Im Isenburg-Zentrum teure Parfüms geklaut: Haftstrafen

Einmal fast drei Jahre Knast, einmal zehn Monate ohne Bewährung kassierten zwei Männer vor dem Schöffengericht in Offenbach. Sie gingen der Polizei nach Diebstählen im Isenburg-Zentrum in Neu-Isenburg ins Netz. Anschaulich beschrieben beide die Tristesse ihrer Crack-Sucht.
Neu-Isenburg/Offenbach – Staatsanwältin Anke Grumann wirft dem Angeklagten H. zehn Fälle von gewerbsmäßigem Diebstahl vor. Der 42-Jährige hatte sich auf teure Parfümflaschen spezialisiert, die er in Offenbacher und Neu-Isenburger Geschäften klaute. Bei seiner letzten Tat griff er im Isenburg-Zentrum in der Filiale einer Drogeriemarktkette zu – und erbeutete Parfüm im Wert von 1013 Euro.

====

## ZIEL DER ÜBUNG
Prüfe, ob diese Aussagen mit dem Artikel über die Parfümdiebstähle übereinstimmen: 1. Der Angeklagte H. ist 42 Jahre alt. 2. Bei seiner letzten Tat erbeutete H. Parfüm im Wert von über 2000 Euro. 3. Die Staatsanwältin wirft H. zehn Fälle von gewerbsmäßigem Diebstahl vor. Antworte jeweils mit Ja oder Nein und belege das mit den entscheidenden Worten des Artikels als wörtlichem Zitat.

## AUSGANGSDATEN
====

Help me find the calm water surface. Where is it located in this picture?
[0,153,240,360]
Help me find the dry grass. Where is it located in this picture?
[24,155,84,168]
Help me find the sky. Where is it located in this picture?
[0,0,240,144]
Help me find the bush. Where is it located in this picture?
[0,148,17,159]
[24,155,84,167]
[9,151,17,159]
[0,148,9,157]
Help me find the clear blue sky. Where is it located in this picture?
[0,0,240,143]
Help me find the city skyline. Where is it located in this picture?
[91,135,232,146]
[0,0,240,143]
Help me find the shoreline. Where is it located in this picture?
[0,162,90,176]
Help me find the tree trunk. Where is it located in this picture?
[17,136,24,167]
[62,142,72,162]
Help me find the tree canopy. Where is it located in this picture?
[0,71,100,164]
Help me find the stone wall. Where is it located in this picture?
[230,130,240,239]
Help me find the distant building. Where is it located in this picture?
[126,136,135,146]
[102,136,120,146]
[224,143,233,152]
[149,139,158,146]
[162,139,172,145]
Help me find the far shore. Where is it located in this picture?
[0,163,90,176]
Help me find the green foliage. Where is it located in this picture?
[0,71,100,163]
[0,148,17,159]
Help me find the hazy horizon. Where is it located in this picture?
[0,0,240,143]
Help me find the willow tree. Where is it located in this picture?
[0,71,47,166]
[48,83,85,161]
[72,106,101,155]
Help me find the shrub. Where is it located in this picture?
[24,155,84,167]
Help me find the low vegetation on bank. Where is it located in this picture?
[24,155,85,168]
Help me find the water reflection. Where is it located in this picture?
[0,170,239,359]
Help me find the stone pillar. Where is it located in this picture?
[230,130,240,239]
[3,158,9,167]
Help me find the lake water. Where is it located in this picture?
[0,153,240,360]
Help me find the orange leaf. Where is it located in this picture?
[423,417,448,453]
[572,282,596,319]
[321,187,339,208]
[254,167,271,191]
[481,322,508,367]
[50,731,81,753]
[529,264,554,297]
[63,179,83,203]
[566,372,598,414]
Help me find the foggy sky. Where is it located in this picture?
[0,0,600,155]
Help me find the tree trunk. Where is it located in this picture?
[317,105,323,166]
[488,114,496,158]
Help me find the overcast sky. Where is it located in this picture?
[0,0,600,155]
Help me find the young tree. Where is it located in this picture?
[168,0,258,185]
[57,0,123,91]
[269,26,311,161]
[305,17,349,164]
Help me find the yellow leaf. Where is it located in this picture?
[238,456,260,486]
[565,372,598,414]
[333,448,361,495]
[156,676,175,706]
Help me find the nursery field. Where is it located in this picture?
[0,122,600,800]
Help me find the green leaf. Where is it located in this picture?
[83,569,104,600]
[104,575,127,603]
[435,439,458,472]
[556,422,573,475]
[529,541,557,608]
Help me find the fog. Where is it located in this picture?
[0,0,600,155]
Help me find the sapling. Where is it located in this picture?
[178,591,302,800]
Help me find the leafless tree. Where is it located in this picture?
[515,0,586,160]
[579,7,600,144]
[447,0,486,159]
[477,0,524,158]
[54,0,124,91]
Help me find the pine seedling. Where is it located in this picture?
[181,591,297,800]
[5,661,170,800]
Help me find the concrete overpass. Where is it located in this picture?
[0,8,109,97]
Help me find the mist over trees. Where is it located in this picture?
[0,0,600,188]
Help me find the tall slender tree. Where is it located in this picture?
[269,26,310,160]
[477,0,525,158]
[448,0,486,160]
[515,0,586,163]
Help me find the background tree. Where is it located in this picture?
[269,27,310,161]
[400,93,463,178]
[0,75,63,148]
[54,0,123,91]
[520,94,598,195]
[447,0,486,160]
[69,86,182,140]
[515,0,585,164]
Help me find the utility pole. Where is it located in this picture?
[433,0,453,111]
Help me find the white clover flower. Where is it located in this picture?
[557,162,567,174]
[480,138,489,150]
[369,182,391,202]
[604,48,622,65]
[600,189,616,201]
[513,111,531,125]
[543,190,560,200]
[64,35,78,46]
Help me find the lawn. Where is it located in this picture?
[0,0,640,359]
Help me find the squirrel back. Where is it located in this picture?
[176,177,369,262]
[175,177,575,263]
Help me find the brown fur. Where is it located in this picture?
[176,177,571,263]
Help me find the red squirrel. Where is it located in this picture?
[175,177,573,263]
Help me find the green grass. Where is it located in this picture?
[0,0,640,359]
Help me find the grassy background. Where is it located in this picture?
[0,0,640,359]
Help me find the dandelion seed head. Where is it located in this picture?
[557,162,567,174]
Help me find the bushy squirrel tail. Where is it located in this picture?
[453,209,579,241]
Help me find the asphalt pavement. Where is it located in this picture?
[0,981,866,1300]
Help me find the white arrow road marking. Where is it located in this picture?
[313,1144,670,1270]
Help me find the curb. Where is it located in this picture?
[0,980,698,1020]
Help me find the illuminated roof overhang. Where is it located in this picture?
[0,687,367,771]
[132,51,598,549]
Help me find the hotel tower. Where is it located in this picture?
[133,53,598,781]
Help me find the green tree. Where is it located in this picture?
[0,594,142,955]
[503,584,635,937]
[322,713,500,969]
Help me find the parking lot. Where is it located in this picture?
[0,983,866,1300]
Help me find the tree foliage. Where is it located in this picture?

====

## ERGEBNIS DER ÜBUNG
1. Ja – „Der 42-Jährige“
2. Nein – „erbeutete Parfüm im Wert von 1013 Euro“
3. Ja – „wirft dem Angeklagten H. zehn Fälle von gewerbsmäßigem Diebstahl vor“